(EXERCISE MATERIAL Opens)

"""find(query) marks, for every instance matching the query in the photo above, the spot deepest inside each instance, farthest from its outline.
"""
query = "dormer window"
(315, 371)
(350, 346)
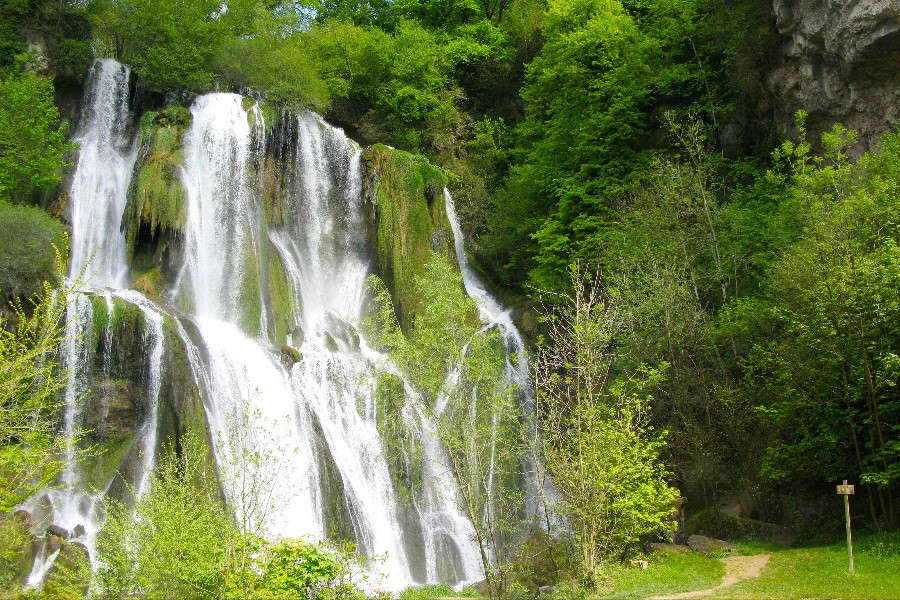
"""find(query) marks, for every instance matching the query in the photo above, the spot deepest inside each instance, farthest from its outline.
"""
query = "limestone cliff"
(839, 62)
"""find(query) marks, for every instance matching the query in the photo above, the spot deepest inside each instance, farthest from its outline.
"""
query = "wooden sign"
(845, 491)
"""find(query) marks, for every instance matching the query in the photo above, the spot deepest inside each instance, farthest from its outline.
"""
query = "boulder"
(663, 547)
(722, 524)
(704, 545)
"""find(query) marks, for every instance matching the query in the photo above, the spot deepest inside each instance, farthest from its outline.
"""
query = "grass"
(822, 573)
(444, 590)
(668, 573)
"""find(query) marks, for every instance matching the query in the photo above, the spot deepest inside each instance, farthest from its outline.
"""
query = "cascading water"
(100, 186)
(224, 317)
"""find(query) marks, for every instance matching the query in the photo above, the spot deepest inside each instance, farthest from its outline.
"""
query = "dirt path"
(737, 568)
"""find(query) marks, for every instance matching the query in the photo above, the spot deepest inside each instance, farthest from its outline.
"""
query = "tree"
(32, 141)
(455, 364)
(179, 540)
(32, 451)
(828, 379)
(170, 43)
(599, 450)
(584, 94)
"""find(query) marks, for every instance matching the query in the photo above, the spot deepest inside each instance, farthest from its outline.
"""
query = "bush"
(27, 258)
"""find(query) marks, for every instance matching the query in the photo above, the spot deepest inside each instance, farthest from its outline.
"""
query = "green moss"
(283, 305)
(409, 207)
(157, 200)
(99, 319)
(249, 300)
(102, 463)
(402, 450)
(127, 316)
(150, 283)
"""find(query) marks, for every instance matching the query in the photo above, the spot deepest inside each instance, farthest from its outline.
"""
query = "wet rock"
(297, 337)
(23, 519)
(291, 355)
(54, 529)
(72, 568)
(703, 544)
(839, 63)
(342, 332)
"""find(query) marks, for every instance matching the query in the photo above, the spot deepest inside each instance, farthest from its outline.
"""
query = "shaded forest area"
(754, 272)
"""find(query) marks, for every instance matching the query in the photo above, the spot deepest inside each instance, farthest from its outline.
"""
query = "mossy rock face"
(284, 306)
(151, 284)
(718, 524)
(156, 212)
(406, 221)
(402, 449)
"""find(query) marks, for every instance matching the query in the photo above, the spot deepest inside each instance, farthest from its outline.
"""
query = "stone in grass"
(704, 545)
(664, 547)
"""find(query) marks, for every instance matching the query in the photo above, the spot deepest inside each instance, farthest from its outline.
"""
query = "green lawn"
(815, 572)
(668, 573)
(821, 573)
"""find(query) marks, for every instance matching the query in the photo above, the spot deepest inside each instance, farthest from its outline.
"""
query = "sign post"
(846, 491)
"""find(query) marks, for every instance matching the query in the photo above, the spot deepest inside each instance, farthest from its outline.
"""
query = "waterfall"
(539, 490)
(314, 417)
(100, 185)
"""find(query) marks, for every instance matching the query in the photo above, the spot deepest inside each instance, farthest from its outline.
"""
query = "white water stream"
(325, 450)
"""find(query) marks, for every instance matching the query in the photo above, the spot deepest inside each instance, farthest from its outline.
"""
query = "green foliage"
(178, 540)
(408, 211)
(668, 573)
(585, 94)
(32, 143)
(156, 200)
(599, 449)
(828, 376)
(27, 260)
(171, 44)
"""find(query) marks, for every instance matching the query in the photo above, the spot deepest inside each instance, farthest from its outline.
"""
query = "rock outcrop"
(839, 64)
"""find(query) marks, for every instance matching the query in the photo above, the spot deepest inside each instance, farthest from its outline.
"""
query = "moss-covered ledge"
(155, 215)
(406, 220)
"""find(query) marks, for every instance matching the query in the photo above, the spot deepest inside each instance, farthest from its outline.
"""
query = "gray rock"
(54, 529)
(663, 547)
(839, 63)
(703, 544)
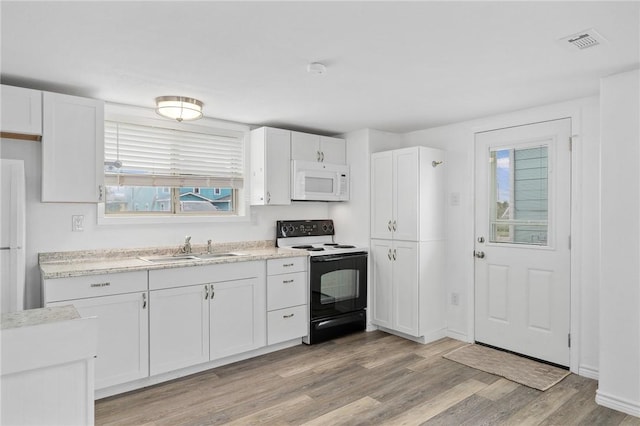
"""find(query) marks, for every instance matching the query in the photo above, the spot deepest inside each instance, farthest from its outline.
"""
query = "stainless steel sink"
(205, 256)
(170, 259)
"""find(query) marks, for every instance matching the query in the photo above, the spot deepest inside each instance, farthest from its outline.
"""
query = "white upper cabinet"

(EXERCISE MATERIAL Closes)
(EXERCISE MATERIAL Opens)

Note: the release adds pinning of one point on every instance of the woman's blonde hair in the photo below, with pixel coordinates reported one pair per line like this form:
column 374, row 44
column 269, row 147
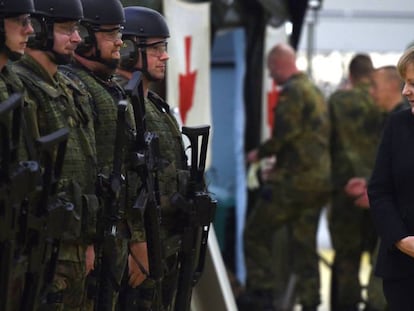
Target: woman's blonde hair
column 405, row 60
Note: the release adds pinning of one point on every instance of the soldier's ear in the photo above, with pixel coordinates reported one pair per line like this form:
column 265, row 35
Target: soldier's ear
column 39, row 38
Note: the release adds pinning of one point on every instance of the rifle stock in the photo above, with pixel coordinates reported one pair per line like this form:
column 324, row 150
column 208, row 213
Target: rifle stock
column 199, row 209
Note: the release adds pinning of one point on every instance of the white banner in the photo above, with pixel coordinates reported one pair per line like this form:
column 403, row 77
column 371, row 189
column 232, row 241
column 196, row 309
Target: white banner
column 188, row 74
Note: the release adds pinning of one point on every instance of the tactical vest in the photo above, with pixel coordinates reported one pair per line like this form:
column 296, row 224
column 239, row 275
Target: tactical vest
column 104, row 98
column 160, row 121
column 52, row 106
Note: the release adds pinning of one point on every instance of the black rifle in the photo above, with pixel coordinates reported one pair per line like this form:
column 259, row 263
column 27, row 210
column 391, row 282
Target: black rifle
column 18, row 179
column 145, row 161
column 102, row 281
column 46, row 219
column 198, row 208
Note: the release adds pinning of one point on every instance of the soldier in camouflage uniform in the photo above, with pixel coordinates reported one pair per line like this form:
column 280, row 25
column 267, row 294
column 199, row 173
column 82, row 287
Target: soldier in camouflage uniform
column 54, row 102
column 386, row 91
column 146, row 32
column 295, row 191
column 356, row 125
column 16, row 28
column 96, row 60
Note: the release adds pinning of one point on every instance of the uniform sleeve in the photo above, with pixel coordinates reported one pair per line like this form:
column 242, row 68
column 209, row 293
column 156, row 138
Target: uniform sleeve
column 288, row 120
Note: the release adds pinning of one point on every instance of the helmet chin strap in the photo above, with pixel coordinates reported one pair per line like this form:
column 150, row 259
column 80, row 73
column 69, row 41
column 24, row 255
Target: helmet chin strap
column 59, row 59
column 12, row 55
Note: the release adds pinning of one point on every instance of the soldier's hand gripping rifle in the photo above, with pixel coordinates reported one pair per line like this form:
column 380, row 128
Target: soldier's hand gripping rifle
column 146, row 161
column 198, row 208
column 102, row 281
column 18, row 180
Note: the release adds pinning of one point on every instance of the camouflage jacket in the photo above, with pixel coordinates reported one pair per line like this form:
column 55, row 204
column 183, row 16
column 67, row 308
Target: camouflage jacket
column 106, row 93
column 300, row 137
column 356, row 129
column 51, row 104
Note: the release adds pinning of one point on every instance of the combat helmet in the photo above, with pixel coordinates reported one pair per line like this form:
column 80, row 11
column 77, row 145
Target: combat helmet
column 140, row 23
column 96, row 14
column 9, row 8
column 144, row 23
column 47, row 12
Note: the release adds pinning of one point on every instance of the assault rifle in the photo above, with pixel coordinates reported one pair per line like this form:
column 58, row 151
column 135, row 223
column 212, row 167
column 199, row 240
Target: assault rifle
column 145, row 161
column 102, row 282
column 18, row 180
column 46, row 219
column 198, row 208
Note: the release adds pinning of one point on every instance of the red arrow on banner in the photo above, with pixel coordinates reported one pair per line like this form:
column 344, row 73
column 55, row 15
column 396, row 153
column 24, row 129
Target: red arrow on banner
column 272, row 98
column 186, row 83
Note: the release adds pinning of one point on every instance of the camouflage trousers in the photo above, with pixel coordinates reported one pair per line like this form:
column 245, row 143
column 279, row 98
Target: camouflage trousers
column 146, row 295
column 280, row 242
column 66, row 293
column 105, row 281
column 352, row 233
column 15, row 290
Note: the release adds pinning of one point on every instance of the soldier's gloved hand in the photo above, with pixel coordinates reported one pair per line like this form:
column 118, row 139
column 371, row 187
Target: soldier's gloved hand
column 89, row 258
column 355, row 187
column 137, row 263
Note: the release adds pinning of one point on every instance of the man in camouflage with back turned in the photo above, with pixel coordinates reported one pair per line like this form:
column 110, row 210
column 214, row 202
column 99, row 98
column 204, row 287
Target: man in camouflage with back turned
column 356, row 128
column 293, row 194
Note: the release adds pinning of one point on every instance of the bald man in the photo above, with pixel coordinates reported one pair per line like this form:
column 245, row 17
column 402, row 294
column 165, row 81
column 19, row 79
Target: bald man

(EXERCISE MATERIAL Closes)
(EXERCISE MATERIAL Opens)

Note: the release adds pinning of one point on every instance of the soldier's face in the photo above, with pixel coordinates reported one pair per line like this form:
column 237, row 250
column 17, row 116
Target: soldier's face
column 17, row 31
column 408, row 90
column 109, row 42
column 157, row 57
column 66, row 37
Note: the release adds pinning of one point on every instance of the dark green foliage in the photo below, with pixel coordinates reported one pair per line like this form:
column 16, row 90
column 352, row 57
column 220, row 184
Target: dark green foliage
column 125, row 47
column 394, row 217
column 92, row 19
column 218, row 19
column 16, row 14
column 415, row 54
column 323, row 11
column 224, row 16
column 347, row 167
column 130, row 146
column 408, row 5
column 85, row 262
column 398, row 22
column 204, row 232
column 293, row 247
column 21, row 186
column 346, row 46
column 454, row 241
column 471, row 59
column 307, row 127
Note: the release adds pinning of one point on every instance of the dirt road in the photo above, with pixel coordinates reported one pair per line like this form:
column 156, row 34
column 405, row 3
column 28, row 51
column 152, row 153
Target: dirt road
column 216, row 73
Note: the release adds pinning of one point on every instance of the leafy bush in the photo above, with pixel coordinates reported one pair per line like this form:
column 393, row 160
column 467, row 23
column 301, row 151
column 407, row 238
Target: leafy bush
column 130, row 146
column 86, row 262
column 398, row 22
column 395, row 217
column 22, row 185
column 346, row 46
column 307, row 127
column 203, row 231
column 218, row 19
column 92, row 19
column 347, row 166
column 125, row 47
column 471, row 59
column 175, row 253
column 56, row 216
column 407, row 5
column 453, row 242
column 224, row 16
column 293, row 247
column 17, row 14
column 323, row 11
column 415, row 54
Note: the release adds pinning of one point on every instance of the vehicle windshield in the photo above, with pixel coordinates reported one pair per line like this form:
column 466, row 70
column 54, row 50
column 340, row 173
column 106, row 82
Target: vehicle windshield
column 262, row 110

(EXERCISE MATERIAL Closes)

__ABOUT THIS EXERCISE__
Please give an exact copy of the lines above, beginning with the line containing "Target: black rifle" and running through the line containing "column 156, row 138", and of no other lines.

__THE COMPLETED TASK__
Target: black rifle
column 18, row 179
column 145, row 161
column 102, row 281
column 46, row 219
column 198, row 208
Note: the release adds pinning of one point on every instance of the soldier in camouflage uniform in the photo above, with pixel coordinates reported one pair per line like this form:
column 280, row 25
column 267, row 294
column 199, row 173
column 82, row 287
Target: soldier in camouflage uniform
column 54, row 102
column 386, row 91
column 146, row 32
column 295, row 191
column 356, row 125
column 16, row 28
column 96, row 60
Note: the release adds pinning of one point on every instance of the uniform sleeve in the photo above, with pixel coordinates reported one pair per line like this form:
column 242, row 68
column 209, row 293
column 156, row 138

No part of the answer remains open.